**What needs to be done:**
The answer is the full listing below, copied exactly, with its pictures omitted.
┌────────
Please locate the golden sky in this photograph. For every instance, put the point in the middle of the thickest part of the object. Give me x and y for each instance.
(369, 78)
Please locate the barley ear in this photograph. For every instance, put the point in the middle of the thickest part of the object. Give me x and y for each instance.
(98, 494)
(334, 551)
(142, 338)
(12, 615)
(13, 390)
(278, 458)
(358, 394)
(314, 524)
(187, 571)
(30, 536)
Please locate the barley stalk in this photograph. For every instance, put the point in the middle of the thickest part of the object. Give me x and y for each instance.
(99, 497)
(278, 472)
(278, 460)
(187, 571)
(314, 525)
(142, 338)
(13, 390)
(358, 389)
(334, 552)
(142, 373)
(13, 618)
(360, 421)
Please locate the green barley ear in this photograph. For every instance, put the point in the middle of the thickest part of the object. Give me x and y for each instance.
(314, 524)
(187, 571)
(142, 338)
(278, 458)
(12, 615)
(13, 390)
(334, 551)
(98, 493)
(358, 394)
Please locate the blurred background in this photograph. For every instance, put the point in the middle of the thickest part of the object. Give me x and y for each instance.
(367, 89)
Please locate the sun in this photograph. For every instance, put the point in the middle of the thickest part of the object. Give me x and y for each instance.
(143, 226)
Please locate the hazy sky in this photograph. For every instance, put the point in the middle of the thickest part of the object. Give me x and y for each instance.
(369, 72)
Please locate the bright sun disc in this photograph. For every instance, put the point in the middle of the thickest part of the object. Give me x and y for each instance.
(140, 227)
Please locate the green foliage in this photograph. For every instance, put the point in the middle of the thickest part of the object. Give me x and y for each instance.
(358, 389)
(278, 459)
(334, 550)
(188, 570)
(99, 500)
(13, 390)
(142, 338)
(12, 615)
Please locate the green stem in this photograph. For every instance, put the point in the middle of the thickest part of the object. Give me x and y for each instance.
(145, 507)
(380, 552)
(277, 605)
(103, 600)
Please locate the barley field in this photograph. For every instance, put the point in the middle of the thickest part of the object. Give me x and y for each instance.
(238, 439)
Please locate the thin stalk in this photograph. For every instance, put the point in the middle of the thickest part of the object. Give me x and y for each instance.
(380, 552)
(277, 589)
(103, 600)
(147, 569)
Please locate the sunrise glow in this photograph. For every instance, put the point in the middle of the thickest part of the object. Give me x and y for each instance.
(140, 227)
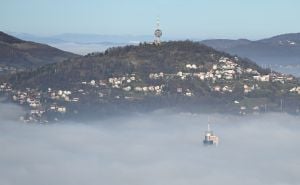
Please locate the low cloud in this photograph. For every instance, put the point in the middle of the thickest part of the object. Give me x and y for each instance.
(156, 148)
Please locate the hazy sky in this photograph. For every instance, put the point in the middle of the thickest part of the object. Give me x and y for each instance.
(179, 18)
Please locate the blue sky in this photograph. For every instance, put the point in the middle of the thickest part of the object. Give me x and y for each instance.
└────────
**Task solution:**
Please locate the golden sky in this photograph. For every instance, put the point in the middle of the thickest part of the object. Give me x and y for each instance.
(369, 78)
Please locate the barley ear in this photograph. For every instance, put the point in the middle of the thickest part of the object. Give me x and y for each instance.
(98, 494)
(334, 551)
(142, 338)
(12, 615)
(13, 390)
(278, 458)
(358, 394)
(314, 524)
(187, 571)
(30, 536)
Please locate the barley stalk in this photograph. For every instance, put the point in the middle of the thickest part of the object. Give me x and y for each instance.
(99, 497)
(278, 472)
(278, 460)
(187, 571)
(314, 525)
(142, 338)
(13, 390)
(358, 389)
(334, 552)
(142, 373)
(13, 618)
(360, 421)
Please locate the green barley ear in this photograph. For every instance, put the point in the middle of the thickest part of the object. Give me x and y for each instance.
(314, 524)
(187, 571)
(142, 338)
(278, 458)
(12, 615)
(13, 390)
(334, 551)
(98, 493)
(358, 394)
Please locate the blurred background in this photograph. For every instance, put the point in the middle of the thickest part of the object. Give me x and y for each instance.
(367, 89)
Please locate the sun in this photograph. For every instance, put the point in the middle of the thickest part of the object. Give me x and y for each instance.
(143, 226)
Please locate the hazy sky in this photograph. For every instance, put the point in the middle of the thickest part of the object. Give me x and y for each instance.
(369, 72)
Please locate the bright sun disc in this photograph. For every instance, put the point in the middle of the thickest part of the object. Give me x and y for each instance.
(140, 227)
Please locate the green foliage in this photograph. For every instance, put the point in the middle of the thickest part of the object. Give me x and y for each instance.
(358, 389)
(278, 459)
(334, 550)
(188, 570)
(99, 500)
(13, 390)
(142, 338)
(12, 615)
Please locate the green stem in this photograph. For every instance, put the point in the middle of the thickest part of the object. Give me x and y for each instance.
(145, 507)
(380, 552)
(277, 605)
(103, 600)
Please locate the barley field in this photograph. For every instance, put the point in the middle of the thickest part of the object. Give me x and y for each instance.
(238, 439)
Please locate the thin stalk in this photograph. For every instance, put the point in the middle of the thickest part of the object. Give me x and y for each instance.
(380, 552)
(277, 589)
(103, 600)
(147, 569)
Please locate the sunrise glow in this photograph. For every instance, put the point in the middle of the thickest part of the object. Give me x and y for each instance.
(140, 227)
Please locate the low cloud in this photograph. For every instance, put the point in the middle of the thickest part of the object. Give me x and y for each instance.
(156, 148)
Please locate the hazy sky in this photograph. For every instance, put the point in the middle of the thickest part of the object. Give me x and y for each instance.
(179, 18)
Please locate the blue sky in this photograph. For every instance, put the point in the middle of the thickest part of the object. Give me x and y for each instance.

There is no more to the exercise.